GIVEN DATA.
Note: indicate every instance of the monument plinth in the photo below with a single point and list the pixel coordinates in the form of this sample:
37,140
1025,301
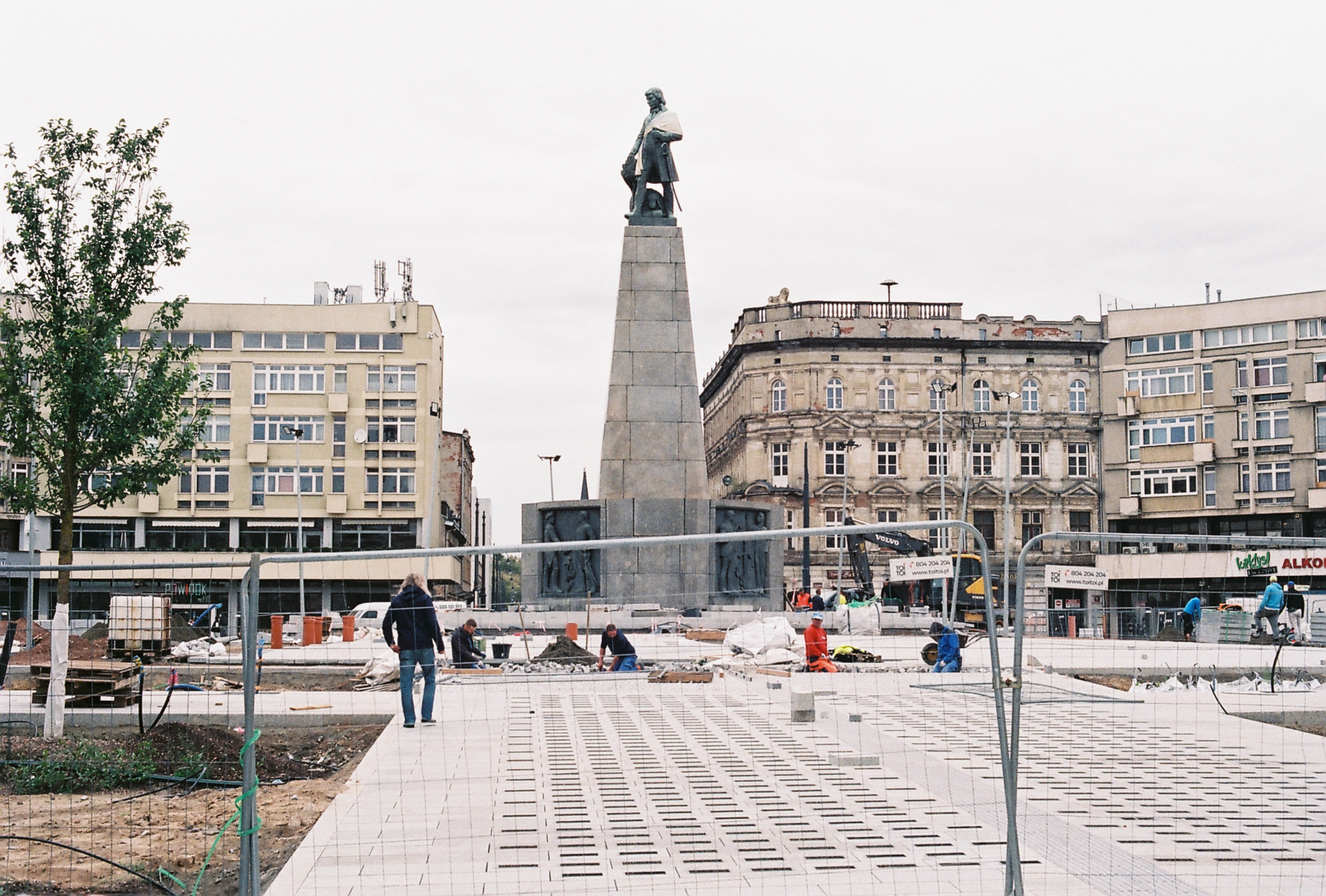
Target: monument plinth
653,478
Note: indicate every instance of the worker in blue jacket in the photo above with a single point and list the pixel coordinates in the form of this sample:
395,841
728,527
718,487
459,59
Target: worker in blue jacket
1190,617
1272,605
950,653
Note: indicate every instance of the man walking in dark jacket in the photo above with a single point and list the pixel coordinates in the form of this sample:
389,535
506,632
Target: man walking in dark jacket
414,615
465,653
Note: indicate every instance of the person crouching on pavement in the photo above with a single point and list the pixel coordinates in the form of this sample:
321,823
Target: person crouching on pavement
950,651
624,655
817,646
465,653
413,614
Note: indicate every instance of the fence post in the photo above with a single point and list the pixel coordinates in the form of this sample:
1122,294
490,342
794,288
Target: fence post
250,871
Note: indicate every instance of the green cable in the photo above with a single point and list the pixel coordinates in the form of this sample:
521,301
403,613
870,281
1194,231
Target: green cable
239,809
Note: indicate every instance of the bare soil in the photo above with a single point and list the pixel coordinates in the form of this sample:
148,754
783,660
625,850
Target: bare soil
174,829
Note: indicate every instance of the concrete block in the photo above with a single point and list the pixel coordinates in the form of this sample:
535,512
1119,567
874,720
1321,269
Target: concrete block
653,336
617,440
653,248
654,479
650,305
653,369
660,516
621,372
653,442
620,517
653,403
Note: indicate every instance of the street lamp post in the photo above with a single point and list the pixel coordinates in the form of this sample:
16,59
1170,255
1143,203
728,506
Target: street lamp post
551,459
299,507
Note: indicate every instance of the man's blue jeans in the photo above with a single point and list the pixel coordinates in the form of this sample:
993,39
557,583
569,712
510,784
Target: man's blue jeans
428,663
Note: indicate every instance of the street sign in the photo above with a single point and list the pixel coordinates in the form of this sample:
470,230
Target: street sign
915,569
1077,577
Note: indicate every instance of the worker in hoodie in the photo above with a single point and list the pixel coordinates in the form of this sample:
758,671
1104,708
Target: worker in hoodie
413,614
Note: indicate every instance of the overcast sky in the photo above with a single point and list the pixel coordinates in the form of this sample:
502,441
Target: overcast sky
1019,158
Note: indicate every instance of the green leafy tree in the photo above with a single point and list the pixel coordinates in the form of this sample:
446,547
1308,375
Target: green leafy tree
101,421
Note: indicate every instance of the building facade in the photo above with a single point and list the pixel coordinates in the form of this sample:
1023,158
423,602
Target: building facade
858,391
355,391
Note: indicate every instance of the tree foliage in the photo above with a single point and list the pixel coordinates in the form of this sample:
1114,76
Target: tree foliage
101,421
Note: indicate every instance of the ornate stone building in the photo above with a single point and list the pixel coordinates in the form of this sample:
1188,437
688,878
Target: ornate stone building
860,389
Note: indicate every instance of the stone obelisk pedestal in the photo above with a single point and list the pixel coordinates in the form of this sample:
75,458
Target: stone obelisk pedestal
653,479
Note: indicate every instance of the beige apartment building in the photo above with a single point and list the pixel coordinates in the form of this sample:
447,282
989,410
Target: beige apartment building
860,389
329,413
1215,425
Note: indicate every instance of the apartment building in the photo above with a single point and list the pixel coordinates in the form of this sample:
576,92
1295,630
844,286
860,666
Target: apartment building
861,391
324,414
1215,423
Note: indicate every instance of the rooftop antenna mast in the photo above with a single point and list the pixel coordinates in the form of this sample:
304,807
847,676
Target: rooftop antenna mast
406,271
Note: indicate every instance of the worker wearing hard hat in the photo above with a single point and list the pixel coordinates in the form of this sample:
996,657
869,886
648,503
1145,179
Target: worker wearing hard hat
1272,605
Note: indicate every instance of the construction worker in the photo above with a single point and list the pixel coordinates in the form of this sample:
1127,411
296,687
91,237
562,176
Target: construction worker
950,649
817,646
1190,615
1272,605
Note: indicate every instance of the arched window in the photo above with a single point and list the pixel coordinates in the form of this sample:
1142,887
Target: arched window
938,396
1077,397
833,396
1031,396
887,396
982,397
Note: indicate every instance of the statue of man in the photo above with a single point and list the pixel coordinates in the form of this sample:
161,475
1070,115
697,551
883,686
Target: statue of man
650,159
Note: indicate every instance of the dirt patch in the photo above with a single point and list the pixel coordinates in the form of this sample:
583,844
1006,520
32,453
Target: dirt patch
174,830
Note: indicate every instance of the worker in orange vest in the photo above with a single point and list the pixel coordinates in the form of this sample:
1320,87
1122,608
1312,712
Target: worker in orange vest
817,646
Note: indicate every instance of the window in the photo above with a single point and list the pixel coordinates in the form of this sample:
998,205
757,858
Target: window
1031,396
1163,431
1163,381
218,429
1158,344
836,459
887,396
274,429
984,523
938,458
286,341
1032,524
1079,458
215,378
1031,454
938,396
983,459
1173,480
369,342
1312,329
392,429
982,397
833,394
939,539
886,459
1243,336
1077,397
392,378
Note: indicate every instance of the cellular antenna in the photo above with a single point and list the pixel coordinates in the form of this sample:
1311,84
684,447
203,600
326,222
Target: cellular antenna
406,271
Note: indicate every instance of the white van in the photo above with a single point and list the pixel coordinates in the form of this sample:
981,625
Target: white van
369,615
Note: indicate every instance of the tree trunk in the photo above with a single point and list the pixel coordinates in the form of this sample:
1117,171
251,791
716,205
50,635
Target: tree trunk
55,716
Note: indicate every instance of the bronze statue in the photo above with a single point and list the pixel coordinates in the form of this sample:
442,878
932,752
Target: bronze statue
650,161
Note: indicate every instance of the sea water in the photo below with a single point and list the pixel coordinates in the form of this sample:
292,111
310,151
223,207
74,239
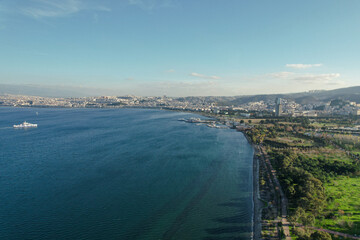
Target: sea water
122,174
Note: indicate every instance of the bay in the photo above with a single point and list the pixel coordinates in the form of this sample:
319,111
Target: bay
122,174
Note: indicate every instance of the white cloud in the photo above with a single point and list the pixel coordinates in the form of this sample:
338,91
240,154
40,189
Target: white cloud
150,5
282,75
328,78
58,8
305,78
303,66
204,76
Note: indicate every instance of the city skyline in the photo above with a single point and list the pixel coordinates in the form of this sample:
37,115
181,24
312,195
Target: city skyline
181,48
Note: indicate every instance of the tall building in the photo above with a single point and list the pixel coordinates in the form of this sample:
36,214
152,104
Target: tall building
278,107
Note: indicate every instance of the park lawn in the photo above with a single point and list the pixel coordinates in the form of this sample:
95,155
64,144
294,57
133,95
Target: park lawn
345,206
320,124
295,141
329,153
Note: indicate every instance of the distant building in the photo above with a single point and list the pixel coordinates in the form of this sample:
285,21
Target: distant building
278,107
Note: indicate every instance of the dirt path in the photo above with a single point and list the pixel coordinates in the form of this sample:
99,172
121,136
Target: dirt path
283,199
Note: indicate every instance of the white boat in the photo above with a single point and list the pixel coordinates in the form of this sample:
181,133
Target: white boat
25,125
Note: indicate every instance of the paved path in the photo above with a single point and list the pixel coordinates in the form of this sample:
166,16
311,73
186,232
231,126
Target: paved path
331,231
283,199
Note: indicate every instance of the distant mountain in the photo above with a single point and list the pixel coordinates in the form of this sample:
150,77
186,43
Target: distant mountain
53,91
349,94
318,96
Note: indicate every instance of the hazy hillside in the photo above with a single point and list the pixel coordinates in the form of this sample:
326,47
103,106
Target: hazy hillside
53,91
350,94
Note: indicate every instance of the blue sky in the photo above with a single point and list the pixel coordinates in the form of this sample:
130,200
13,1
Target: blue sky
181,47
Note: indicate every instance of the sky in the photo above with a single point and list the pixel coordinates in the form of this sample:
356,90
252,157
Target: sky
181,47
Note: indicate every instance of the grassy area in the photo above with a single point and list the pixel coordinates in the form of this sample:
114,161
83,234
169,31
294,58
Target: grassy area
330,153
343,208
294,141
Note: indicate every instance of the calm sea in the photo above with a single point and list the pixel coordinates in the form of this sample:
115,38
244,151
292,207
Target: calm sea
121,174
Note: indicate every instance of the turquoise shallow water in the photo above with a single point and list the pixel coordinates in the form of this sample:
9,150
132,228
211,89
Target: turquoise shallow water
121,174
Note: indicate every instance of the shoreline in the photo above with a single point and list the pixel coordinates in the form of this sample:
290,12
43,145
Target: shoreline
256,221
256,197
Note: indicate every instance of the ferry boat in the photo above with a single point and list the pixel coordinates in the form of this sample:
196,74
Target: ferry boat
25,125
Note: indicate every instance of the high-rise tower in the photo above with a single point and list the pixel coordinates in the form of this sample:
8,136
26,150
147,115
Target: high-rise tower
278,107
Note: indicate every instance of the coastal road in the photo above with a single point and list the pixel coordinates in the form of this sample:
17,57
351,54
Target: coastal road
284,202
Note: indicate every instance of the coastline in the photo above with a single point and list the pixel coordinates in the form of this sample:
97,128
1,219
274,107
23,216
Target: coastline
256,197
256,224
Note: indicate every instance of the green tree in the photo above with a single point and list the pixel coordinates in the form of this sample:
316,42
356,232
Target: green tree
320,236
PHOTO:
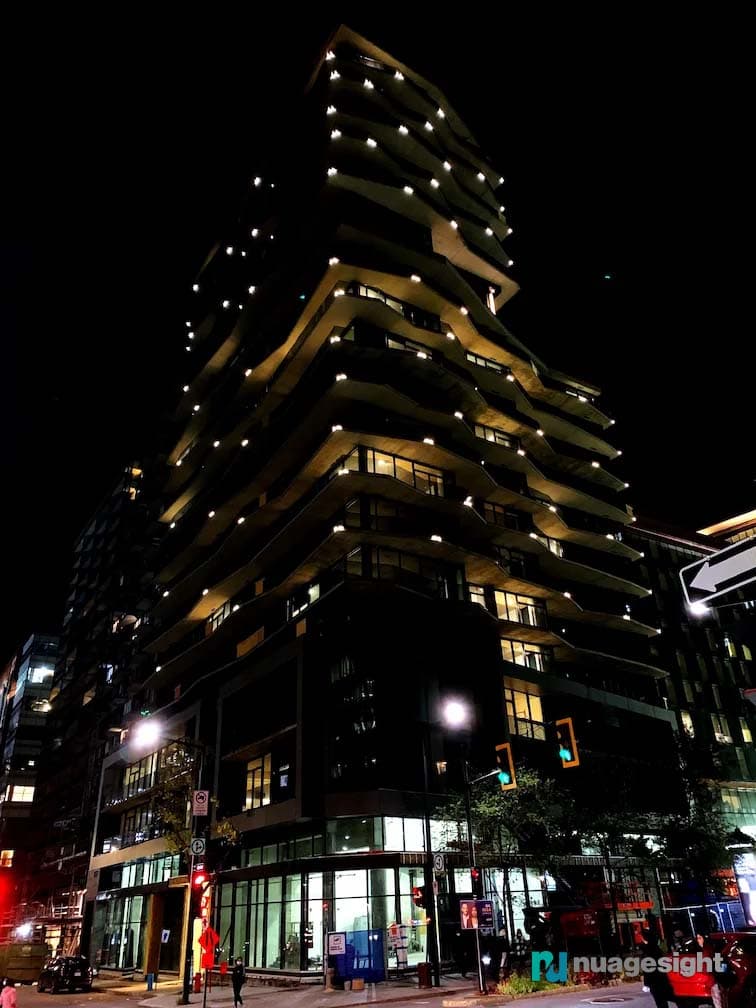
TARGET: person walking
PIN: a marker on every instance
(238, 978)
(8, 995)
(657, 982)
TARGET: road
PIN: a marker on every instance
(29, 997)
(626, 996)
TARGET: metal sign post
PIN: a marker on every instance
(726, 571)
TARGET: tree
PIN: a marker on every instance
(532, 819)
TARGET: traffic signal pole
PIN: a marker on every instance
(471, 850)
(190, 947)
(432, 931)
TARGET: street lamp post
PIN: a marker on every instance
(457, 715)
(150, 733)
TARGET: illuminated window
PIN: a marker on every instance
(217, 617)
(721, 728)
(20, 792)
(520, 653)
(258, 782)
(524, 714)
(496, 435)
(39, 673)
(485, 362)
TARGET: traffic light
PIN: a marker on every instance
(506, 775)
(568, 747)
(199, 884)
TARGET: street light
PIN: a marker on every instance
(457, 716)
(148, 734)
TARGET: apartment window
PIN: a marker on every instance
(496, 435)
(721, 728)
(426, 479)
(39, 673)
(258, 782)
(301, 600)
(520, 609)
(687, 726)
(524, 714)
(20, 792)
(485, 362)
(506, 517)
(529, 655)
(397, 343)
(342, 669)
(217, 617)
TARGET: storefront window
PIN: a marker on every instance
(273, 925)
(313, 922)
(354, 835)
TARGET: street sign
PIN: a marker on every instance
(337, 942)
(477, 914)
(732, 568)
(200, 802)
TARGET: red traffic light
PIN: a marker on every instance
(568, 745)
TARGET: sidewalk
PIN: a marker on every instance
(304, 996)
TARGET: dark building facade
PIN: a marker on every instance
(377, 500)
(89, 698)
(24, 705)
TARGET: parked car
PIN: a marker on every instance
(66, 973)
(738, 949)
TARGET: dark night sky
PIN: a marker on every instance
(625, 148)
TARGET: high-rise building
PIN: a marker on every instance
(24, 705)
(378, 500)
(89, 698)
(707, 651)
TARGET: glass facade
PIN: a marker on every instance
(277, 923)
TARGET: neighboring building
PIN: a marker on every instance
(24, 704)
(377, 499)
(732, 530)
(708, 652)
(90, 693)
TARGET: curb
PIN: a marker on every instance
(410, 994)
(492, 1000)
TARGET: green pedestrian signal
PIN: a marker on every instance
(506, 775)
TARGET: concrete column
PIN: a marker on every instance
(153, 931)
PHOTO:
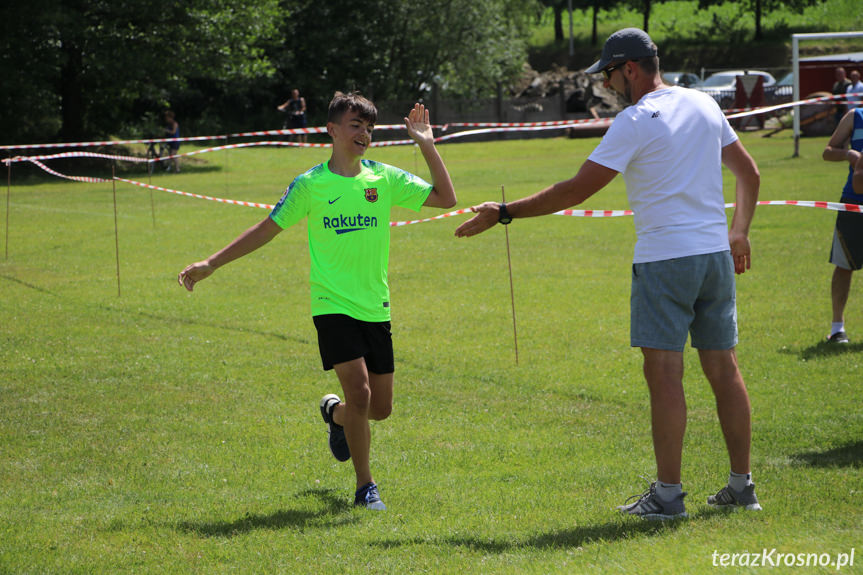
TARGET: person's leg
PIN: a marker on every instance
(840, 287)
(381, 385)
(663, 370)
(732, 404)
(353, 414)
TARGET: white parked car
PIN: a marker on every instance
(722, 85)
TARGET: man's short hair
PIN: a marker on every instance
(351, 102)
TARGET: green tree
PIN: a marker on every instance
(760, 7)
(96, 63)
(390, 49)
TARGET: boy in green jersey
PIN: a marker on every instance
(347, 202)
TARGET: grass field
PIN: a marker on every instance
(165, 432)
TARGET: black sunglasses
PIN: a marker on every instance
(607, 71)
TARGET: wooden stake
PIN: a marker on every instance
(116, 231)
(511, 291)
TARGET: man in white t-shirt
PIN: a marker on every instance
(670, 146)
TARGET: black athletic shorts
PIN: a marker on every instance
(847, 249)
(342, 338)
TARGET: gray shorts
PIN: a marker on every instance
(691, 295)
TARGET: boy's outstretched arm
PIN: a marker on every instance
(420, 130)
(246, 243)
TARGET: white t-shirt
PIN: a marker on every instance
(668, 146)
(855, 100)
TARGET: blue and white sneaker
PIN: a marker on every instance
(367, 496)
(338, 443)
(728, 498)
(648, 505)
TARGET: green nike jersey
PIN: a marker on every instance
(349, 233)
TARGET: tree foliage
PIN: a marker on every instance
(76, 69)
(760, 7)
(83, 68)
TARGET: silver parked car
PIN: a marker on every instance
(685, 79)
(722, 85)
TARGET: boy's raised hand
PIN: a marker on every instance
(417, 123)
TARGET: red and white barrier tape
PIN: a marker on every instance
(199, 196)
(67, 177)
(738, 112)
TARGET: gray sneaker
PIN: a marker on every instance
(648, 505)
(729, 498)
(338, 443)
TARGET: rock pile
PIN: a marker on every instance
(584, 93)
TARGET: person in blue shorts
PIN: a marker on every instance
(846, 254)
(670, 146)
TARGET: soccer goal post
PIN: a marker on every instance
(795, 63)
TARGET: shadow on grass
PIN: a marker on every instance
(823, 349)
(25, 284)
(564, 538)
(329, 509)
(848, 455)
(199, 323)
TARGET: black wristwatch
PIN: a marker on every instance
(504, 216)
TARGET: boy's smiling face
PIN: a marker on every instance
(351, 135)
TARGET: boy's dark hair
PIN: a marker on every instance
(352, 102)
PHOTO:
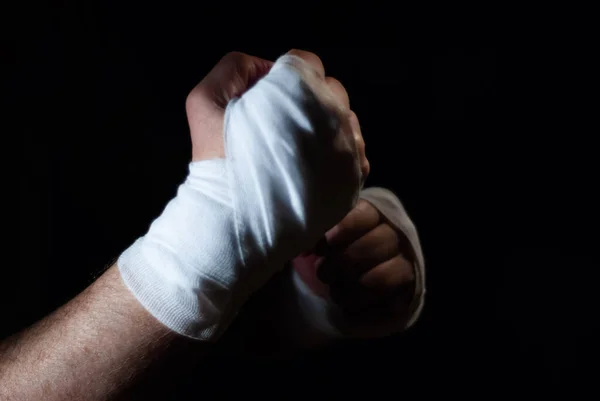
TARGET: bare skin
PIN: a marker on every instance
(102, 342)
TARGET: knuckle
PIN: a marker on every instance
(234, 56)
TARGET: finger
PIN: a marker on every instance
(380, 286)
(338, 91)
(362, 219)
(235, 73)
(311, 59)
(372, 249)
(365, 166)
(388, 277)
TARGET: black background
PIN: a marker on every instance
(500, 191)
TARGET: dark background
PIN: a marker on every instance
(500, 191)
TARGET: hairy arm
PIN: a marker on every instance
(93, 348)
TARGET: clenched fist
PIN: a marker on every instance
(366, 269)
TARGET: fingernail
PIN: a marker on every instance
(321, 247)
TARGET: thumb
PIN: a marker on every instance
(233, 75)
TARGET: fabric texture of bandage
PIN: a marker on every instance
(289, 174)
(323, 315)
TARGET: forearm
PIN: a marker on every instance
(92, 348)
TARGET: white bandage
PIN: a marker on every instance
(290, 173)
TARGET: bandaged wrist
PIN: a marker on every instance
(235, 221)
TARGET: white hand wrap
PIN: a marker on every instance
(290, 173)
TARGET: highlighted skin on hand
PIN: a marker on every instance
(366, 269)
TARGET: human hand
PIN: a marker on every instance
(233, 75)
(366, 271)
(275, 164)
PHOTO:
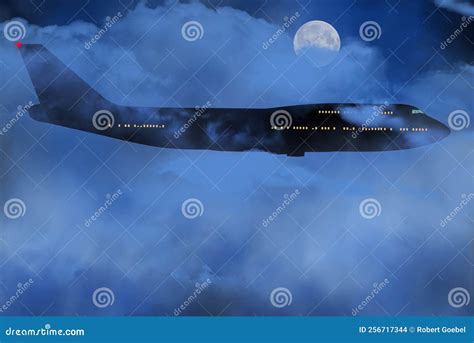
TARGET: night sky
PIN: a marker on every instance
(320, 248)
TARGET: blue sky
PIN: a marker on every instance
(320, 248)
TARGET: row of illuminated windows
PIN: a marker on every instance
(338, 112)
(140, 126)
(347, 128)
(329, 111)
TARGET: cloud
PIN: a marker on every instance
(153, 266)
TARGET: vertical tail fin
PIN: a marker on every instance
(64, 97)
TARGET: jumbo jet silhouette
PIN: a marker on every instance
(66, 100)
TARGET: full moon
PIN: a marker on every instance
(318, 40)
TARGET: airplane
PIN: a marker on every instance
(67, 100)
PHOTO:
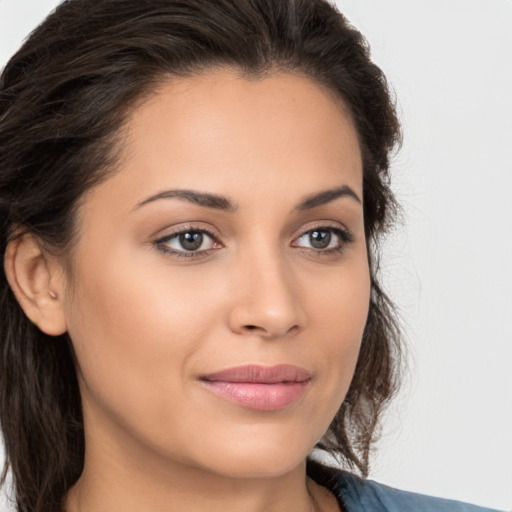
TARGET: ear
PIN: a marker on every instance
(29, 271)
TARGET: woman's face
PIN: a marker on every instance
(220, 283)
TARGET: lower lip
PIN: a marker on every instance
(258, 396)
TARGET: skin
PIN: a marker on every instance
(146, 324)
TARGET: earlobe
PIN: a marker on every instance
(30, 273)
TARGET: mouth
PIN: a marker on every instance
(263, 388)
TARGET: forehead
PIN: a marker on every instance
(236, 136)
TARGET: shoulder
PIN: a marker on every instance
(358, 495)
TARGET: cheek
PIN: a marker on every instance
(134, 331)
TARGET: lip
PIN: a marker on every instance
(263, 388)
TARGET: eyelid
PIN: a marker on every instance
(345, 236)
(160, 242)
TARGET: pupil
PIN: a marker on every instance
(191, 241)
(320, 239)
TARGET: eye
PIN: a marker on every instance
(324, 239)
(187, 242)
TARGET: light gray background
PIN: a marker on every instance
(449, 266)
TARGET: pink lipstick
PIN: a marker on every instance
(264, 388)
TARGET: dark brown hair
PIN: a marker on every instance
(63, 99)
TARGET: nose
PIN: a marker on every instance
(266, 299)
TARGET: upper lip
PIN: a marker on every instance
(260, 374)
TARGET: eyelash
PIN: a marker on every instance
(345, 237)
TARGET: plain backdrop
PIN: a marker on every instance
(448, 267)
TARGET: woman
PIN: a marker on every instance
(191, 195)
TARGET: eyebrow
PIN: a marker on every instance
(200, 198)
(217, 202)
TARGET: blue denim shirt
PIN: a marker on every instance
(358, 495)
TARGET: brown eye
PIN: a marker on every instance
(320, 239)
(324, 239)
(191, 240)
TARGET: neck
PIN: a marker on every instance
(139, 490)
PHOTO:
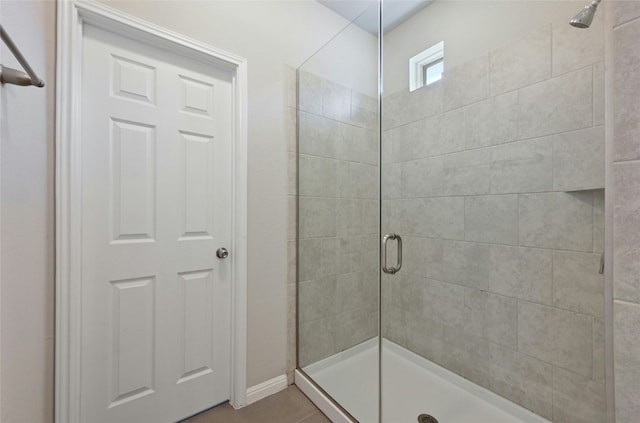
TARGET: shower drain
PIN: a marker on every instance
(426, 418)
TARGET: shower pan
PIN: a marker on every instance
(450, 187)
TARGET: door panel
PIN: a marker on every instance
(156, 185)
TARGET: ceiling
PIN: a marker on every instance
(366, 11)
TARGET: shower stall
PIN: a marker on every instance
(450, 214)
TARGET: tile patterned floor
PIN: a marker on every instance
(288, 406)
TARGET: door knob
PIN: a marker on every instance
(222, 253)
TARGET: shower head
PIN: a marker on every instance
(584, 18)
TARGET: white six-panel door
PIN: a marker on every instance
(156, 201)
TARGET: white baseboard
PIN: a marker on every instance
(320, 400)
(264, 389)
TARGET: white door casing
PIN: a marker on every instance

PROMPT. When a line of the records holds the word "panel", copy that line.

REPLY.
TARGET: door panel
TARGET: white six-panel door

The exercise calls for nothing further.